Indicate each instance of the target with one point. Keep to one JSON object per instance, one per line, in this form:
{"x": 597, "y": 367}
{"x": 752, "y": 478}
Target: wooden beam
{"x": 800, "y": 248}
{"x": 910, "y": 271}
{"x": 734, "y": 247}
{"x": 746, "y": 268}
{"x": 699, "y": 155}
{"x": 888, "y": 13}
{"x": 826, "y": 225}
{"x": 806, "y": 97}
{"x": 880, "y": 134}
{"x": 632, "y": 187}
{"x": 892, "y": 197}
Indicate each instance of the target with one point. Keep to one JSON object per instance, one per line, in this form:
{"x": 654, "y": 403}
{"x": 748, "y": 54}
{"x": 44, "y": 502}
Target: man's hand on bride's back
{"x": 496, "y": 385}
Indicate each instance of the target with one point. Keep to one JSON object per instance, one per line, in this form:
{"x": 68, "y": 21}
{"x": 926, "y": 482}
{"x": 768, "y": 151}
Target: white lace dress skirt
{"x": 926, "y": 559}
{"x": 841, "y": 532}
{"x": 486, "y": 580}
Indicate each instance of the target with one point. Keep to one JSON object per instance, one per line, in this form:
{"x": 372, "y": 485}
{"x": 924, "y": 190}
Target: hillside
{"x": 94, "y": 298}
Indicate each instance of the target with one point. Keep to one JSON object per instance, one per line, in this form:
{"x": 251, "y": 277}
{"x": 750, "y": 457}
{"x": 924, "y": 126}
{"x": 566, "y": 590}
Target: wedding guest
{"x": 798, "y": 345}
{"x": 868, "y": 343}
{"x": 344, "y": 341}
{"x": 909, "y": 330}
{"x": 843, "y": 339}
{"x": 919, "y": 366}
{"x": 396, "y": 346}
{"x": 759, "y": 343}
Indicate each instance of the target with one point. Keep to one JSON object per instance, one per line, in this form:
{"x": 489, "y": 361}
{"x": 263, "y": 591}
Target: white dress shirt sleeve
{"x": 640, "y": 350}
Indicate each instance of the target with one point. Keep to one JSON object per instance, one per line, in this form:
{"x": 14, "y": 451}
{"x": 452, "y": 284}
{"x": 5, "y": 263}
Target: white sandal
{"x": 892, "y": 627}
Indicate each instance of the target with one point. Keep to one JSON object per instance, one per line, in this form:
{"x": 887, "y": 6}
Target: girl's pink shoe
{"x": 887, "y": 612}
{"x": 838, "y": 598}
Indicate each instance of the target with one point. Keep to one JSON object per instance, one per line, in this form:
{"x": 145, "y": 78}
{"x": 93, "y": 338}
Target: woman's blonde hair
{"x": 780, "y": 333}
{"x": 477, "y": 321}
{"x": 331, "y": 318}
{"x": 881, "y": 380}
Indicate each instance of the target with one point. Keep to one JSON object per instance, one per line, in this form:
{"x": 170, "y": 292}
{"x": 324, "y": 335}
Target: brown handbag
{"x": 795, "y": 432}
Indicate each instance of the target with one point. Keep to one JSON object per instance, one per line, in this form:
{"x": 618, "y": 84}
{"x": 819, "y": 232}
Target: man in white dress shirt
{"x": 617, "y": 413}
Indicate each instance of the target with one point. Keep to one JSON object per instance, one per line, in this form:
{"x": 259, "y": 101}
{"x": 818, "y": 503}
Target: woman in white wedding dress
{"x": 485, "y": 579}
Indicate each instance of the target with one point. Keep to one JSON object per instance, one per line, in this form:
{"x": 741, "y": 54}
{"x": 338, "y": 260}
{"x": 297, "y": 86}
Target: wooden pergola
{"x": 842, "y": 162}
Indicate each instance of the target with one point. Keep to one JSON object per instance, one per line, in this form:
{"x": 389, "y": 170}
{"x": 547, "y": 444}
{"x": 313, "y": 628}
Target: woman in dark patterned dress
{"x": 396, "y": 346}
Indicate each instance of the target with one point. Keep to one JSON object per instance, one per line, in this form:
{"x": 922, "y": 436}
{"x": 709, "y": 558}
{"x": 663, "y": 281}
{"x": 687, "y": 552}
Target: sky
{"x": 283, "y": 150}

#### Task objective
Extract every entry in the listing word for word.

#### The completed task
Indicate each instance of the target with one point. Keep to one JSON object per instance, one per line, in this form:
{"x": 597, "y": 367}
{"x": 752, "y": 478}
Target: wooden beam
{"x": 800, "y": 248}
{"x": 910, "y": 271}
{"x": 734, "y": 247}
{"x": 746, "y": 268}
{"x": 699, "y": 155}
{"x": 888, "y": 13}
{"x": 826, "y": 225}
{"x": 806, "y": 97}
{"x": 880, "y": 134}
{"x": 632, "y": 187}
{"x": 892, "y": 197}
Indicate each instance of the target with one point. Keep to one JSON object per instance, one per line, in this form:
{"x": 654, "y": 403}
{"x": 748, "y": 54}
{"x": 44, "y": 502}
Target: man's hand on bride's back
{"x": 496, "y": 385}
Indicate each instance of the target with one point. Keep to one JSON object per instance, one per line, in this form:
{"x": 68, "y": 21}
{"x": 926, "y": 482}
{"x": 768, "y": 151}
Target: white lace dress skirt
{"x": 926, "y": 559}
{"x": 841, "y": 532}
{"x": 486, "y": 580}
Indicate each instance of the target with one point. Keep to one JSON object per instance, one per line, in this form:
{"x": 372, "y": 485}
{"x": 924, "y": 190}
Target: hillside
{"x": 94, "y": 298}
Indicate each instance of the target with one point. Keep to one JSON object per instance, one per line, in this form:
{"x": 251, "y": 277}
{"x": 750, "y": 457}
{"x": 924, "y": 126}
{"x": 566, "y": 590}
Target: wedding guest
{"x": 798, "y": 345}
{"x": 868, "y": 343}
{"x": 344, "y": 341}
{"x": 909, "y": 330}
{"x": 843, "y": 339}
{"x": 919, "y": 366}
{"x": 396, "y": 346}
{"x": 759, "y": 343}
Indicate each instance of the target with one point. Keep to one JSON object per instance, one per line, in this form:
{"x": 489, "y": 361}
{"x": 263, "y": 591}
Target: white dress shirt sleeve
{"x": 640, "y": 350}
Indicate each instance of the target with one point. Keep to one JSON object per instance, one per line, in this form:
{"x": 14, "y": 451}
{"x": 452, "y": 284}
{"x": 5, "y": 263}
Target: white sandal
{"x": 892, "y": 627}
Indicate each instance of the target with one point. Keep to one JSON object per instance, one per line, in this form:
{"x": 887, "y": 6}
Target: girl's pink shoe
{"x": 887, "y": 612}
{"x": 838, "y": 598}
Indicate each instance of the target with one point. Keep to one JSON object per instance, one per line, in this form:
{"x": 145, "y": 78}
{"x": 93, "y": 338}
Target: woman's blonde hair
{"x": 780, "y": 333}
{"x": 477, "y": 321}
{"x": 331, "y": 318}
{"x": 881, "y": 380}
Indicate each instance of the target with one point. Keep to one JSON object per instance, one per line, in this form:
{"x": 170, "y": 292}
{"x": 324, "y": 335}
Target: brown handbag
{"x": 795, "y": 432}
Indicate each instance of the target with one point. Keep to one JSON object per instance, one per line, in this form:
{"x": 618, "y": 84}
{"x": 819, "y": 232}
Target: man in white dress shirt
{"x": 617, "y": 413}
Indicate each instance of the target with one point. Keep to one JSON object per instance, one per line, in this form:
{"x": 259, "y": 101}
{"x": 818, "y": 503}
Target: woman in white wedding dress
{"x": 485, "y": 579}
Indicate each instance of the target with one point. Keep to one JSON object per instance, one per line, in this form:
{"x": 741, "y": 54}
{"x": 338, "y": 260}
{"x": 297, "y": 86}
Target: wooden pergola
{"x": 842, "y": 162}
Indicate each instance of the target with one point. Keep to one JSON object per instance, one per line, in this form:
{"x": 389, "y": 170}
{"x": 547, "y": 444}
{"x": 313, "y": 628}
Target: woman in dark patterned dress
{"x": 396, "y": 346}
Indicate each instance of the target with one point. Keep to one JSON object per instance, one per line, in this form:
{"x": 922, "y": 436}
{"x": 709, "y": 558}
{"x": 663, "y": 281}
{"x": 687, "y": 552}
Target: sky
{"x": 283, "y": 150}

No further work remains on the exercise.